Return each line in the entries below that contains the string "snow".
═════ Material to process
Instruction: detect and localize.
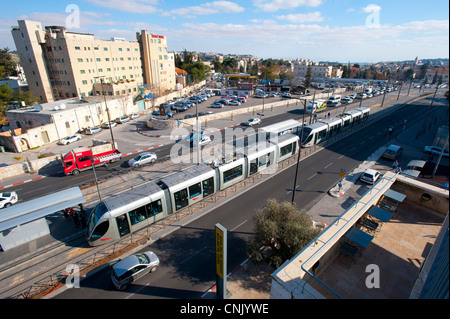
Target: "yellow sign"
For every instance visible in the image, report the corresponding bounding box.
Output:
[216,227,224,279]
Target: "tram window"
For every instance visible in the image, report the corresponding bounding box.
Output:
[116,214,130,237]
[315,130,327,144]
[128,206,147,226]
[147,199,163,216]
[250,158,258,175]
[91,220,109,239]
[203,177,214,197]
[173,188,189,210]
[258,155,267,167]
[78,155,91,162]
[64,161,73,167]
[280,144,292,157]
[223,165,242,183]
[189,183,202,199]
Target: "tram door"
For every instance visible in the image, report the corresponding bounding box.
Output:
[116,214,130,237]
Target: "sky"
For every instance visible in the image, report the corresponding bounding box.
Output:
[0,0,449,63]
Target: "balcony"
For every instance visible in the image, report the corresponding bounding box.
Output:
[271,172,449,299]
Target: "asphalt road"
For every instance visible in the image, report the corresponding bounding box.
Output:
[52,96,432,299]
[4,92,397,202]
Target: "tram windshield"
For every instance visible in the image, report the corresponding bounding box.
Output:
[88,202,108,234]
[302,127,312,144]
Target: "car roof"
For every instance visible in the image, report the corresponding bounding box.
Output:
[113,255,139,277]
[387,144,401,151]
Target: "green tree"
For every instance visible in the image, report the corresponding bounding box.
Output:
[304,66,312,88]
[247,199,320,268]
[0,48,17,79]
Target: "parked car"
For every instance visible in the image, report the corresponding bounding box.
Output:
[209,102,223,108]
[423,146,448,157]
[58,134,81,145]
[128,152,158,167]
[84,126,102,135]
[383,144,403,161]
[117,116,130,124]
[111,251,159,290]
[102,122,117,128]
[189,134,211,147]
[0,192,19,208]
[242,117,261,126]
[173,105,189,112]
[359,168,381,185]
[341,97,353,104]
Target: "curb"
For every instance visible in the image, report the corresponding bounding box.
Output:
[199,258,249,299]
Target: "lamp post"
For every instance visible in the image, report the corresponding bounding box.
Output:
[94,76,116,148]
[291,100,306,204]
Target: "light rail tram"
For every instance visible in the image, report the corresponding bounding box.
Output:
[86,134,300,246]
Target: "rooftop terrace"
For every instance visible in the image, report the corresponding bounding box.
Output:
[271,172,448,299]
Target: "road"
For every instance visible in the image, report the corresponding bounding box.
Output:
[51,93,436,299]
[3,87,414,202]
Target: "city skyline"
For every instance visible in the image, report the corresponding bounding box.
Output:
[0,0,449,63]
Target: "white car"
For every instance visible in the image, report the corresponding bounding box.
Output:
[117,116,130,124]
[359,168,381,185]
[102,122,117,128]
[58,134,81,145]
[242,117,261,126]
[423,146,448,157]
[0,192,19,208]
[128,152,158,167]
[190,135,211,147]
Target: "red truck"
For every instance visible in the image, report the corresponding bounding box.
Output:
[63,143,122,175]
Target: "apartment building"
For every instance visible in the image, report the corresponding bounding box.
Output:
[11,20,176,103]
[292,59,333,79]
[136,30,176,95]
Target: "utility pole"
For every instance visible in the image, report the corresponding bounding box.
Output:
[291,100,306,204]
[94,76,116,148]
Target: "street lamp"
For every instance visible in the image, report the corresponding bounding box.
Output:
[94,76,116,148]
[291,99,306,204]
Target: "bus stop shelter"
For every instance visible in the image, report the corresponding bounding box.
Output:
[0,186,86,251]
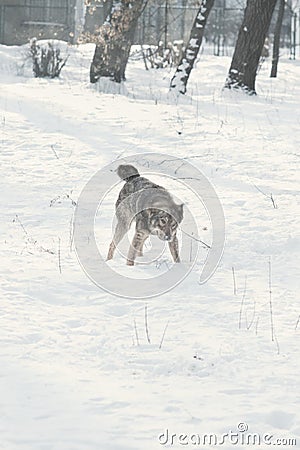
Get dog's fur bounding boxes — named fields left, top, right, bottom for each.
left=107, top=165, right=183, bottom=266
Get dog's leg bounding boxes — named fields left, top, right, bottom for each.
left=127, top=230, right=149, bottom=266
left=107, top=221, right=128, bottom=261
left=137, top=234, right=149, bottom=256
left=169, top=236, right=180, bottom=262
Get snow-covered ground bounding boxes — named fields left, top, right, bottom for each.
left=0, top=41, right=300, bottom=450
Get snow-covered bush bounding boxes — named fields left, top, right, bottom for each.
left=30, top=38, right=68, bottom=78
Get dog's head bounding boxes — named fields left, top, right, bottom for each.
left=148, top=205, right=183, bottom=242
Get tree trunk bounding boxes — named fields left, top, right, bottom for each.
left=270, top=0, right=285, bottom=78
left=170, top=0, right=214, bottom=94
left=90, top=0, right=147, bottom=83
left=225, top=0, right=276, bottom=94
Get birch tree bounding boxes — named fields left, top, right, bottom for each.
left=225, top=0, right=276, bottom=94
left=170, top=0, right=214, bottom=94
left=270, top=0, right=285, bottom=78
left=90, top=0, right=147, bottom=83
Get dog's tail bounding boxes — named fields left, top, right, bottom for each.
left=117, top=164, right=140, bottom=181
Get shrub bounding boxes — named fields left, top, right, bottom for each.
left=30, top=38, right=68, bottom=78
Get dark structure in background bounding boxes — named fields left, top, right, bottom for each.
left=0, top=0, right=83, bottom=45
left=0, top=0, right=300, bottom=58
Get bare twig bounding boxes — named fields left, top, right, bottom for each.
left=57, top=238, right=61, bottom=273
left=232, top=267, right=236, bottom=295
left=239, top=275, right=247, bottom=329
left=246, top=300, right=256, bottom=330
left=181, top=229, right=211, bottom=248
left=145, top=305, right=151, bottom=344
left=268, top=258, right=274, bottom=342
left=13, top=214, right=55, bottom=255
left=255, top=317, right=259, bottom=336
left=252, top=183, right=278, bottom=209
left=51, top=145, right=59, bottom=159
left=268, top=257, right=280, bottom=355
left=158, top=321, right=169, bottom=349
left=133, top=319, right=140, bottom=346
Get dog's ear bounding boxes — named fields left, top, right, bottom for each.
left=176, top=203, right=184, bottom=222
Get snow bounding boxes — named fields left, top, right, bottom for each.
left=0, top=41, right=300, bottom=450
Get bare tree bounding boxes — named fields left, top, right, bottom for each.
left=170, top=0, right=214, bottom=94
left=90, top=0, right=147, bottom=83
left=271, top=0, right=285, bottom=78
left=225, top=0, right=276, bottom=94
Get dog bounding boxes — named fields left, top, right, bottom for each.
left=107, top=165, right=183, bottom=266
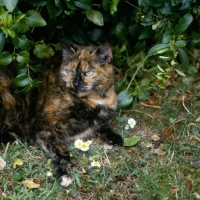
══════════
Response:
Get snow-covered ground bounding boxes — named fields left, top, right, bottom for each.
Get snow-covered bush bounding boxes — named fields left, top, right, bottom for each.
Get snow bounding boxes — named fields left, top, right, bottom for each.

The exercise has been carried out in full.